▶ _WHAT NEEDS TO BE DONE_
Count the lines in the listing below that contain the string "yellow", matching case exactly. Give only the number.
::: INFORMATION GIVEN :::
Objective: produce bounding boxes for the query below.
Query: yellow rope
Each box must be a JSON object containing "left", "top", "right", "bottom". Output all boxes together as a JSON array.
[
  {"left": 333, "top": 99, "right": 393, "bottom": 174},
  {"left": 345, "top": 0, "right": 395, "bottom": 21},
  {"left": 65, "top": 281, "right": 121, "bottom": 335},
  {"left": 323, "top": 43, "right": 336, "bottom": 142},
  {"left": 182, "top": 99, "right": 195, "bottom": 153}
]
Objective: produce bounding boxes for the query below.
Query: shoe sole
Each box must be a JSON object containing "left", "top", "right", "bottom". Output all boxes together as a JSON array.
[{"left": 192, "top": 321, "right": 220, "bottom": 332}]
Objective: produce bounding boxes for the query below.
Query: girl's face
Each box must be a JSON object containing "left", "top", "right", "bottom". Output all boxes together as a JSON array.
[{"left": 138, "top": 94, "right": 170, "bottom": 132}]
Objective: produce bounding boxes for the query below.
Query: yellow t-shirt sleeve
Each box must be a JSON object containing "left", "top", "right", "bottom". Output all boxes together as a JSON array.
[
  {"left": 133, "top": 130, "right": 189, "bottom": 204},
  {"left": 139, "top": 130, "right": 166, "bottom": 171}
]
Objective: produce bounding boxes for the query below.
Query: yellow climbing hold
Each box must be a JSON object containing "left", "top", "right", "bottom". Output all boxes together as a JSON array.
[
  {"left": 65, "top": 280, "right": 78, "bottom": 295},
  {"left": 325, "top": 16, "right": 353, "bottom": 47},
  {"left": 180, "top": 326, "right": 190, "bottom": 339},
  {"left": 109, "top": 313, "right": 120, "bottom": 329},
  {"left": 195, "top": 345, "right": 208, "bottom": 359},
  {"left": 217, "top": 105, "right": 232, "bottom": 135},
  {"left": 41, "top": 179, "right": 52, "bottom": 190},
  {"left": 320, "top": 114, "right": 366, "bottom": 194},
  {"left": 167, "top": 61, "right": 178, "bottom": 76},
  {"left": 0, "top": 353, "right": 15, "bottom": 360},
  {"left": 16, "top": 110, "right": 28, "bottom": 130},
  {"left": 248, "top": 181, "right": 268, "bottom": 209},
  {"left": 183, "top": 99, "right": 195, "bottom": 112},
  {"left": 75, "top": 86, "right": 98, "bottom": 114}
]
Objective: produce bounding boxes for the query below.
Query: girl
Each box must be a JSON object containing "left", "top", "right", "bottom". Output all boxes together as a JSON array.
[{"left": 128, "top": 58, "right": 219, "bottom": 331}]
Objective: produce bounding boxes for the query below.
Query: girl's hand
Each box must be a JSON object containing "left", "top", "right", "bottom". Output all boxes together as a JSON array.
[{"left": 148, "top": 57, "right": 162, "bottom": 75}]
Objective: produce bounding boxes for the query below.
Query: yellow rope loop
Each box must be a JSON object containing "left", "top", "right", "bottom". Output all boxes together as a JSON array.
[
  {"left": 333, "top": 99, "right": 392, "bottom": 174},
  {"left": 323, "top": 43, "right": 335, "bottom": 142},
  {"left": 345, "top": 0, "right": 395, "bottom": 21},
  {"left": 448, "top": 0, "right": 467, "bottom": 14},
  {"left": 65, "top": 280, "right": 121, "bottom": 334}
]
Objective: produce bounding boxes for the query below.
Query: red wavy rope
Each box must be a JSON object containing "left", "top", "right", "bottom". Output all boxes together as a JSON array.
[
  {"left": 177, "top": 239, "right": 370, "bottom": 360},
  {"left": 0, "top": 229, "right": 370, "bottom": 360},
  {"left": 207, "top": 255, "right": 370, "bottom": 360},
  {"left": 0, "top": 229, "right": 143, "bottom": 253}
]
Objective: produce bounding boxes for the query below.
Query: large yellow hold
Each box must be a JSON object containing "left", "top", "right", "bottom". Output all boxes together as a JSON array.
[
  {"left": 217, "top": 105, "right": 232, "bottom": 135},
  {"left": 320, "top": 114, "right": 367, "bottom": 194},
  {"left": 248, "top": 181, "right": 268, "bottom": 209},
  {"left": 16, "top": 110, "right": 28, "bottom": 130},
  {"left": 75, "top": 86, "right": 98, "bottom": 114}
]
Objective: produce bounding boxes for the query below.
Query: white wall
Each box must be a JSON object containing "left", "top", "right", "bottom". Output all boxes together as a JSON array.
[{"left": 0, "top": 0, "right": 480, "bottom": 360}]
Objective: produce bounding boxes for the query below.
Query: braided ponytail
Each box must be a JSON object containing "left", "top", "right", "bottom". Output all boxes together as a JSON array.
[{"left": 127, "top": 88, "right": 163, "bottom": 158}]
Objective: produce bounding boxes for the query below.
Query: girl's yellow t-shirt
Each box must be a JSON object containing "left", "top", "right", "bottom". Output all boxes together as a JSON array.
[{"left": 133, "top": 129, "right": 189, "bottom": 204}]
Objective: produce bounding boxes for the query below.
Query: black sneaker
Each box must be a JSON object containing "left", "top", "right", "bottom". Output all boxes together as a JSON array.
:::
▶ _TASK SOLUTION_
6